WORK REQUEST 1 ->
List the three things the writer of the blog post says are hard to balance.
WORK REQUEST 2 ->
Write the next part of the blog post about the writer's interview day, continuing from where it stops.

++++ EXTRACTED TEXT ++++

What's Shakin?

Tuesday, September 13, 2005

Helloooo Out There!

Well, It seems as if I haven't written on here FOR-EVER! So let me tell ya about life. Let me see. Well, Yesterday was an interesting day. Sometimes I get so stressed out about everything that is going on with school, and then you have a million church activities on top of that, and then theres always an attempt to maintain some sort of social life. Balancing all three of these things is extremely difficult for me. As you may know, some things seem way more appealing than others, and I'd just love to blow off the rest of these things. But unfortunately life would ultimately be depressing if I did blow off those other things. Somehow I'll learn to better manage my time. Anyways, back on track with yesterday.
So, I was feeling a little stressed out due the above mentioned facts, and on top of things I had an interview. Don't get me wrong, I'm greatful for the interview, but it's a little on the stressful side when you're nervous about it, you have a presentation within the hour for English, things are already running behind schedule, and you're to find out what you got on your Psychology exam. But, the environment of this place was extremely relaxing. As wierd as it may sound, it's completely true. I walk in, and the lady at the front desk says " You must be here for an interview". That's always a good sign when the receptionist can tell you apart from the patients, who are there for mental health reasons. She then pointed out a seat where I could wait. While I was waiting many of the employees kindly wished me luck in my endeavors. I just watched people for probably 20 or 30 minutes. I saw ALL kinds of people, big, small, giant, teeny, young, old, well kept, dirty, and so many more. It's interesting to see the people that are there getting help. You wonder if you were walking about on the streets would you think these people had a mental disorder? I sure wouldn't have the slightest clue for some of them. Last year in psychology I learned a percentage of the people that have mental disorders... and altough I can't remember the exact percentage, that number was extremely high. So many more people that you probably think have some sort of mental illness. It's kind of wierd to think about. What if I myself have some sort of mental disorder? But how would I know, I've always thought the way that I do. No one has mentioned how incredibly insane I am yet... well... I hope no one has SERIOUSLY mentioned that to me anways. And who decides what the qualifications of a mental disorder is exactly? ANyways, Moving on.

++++ DATA LISTING ++++

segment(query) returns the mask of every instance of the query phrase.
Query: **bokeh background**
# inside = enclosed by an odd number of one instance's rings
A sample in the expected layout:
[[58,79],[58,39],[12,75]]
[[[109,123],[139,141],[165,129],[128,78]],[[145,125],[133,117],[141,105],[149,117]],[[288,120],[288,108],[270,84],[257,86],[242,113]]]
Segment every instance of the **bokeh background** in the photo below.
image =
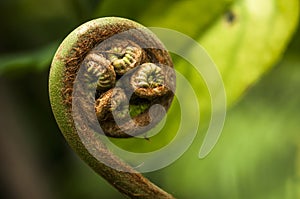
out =
[[298,12],[298,0],[0,0],[0,198],[124,198],[70,149],[48,99],[59,43],[102,16],[189,35],[224,79],[224,130],[200,160],[209,95],[201,76],[174,55],[204,107],[199,135],[179,160],[147,177],[177,198],[300,198]]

++++

TASK RESPONSE 1 ->
School, church activities, and a social life.

TASK RESPONSE 2 ->
So, across from my seat was also this water fountain like thing. Not the kind of fountain that you drink from... but the decorative kind. It was soooo soothing... it had this rock in it that the water kept turning (the rock was round), and I just stared at it. And the sun shone in the glass doors that they had, which was also relaxing. Finally after all my observations a guy named Marty came and directed me into a room where there were 3 other people sititng at this conference like table. Thank Goodness I had all that time to just sit and relax while watching that waterfall thing, because in any other circumstance this interview would have gone horribly. I would have been pausing like mad in mid sentence and struggling to think of the words that I wanted to express. That's just what usually happens. But in this case, I thought things went very smoothely. On one side, I didn't get the job... which isn't great, but on the other this Marty guy said he would give me a recommendation to any department that I applied for because " Teri, you'd be a great asset to Wasatch" . Maybe it's his job to make people feel better about themselves after they don't offer you a job, but whatever.... it worked!
So although I'm still jobless, which is yet another stress of life, there is always still hope. * I serioulsy think I should invest in one of these little waterfall thingies. I do believe it'd be a very wise investment. They beat the heck out of those stress balls...
Anyways, I think some one should write a book about all the littlest stress relieving things of life. Such as Swinging..in good company. That always does it for me. This wind chime that I hear outside of my apartment is also relieving. Well then there is always Chocolate! ( Of course ) Rain... rainbows.....Art..... piano music.... and so many more.
K, Well, that's all i've got for today!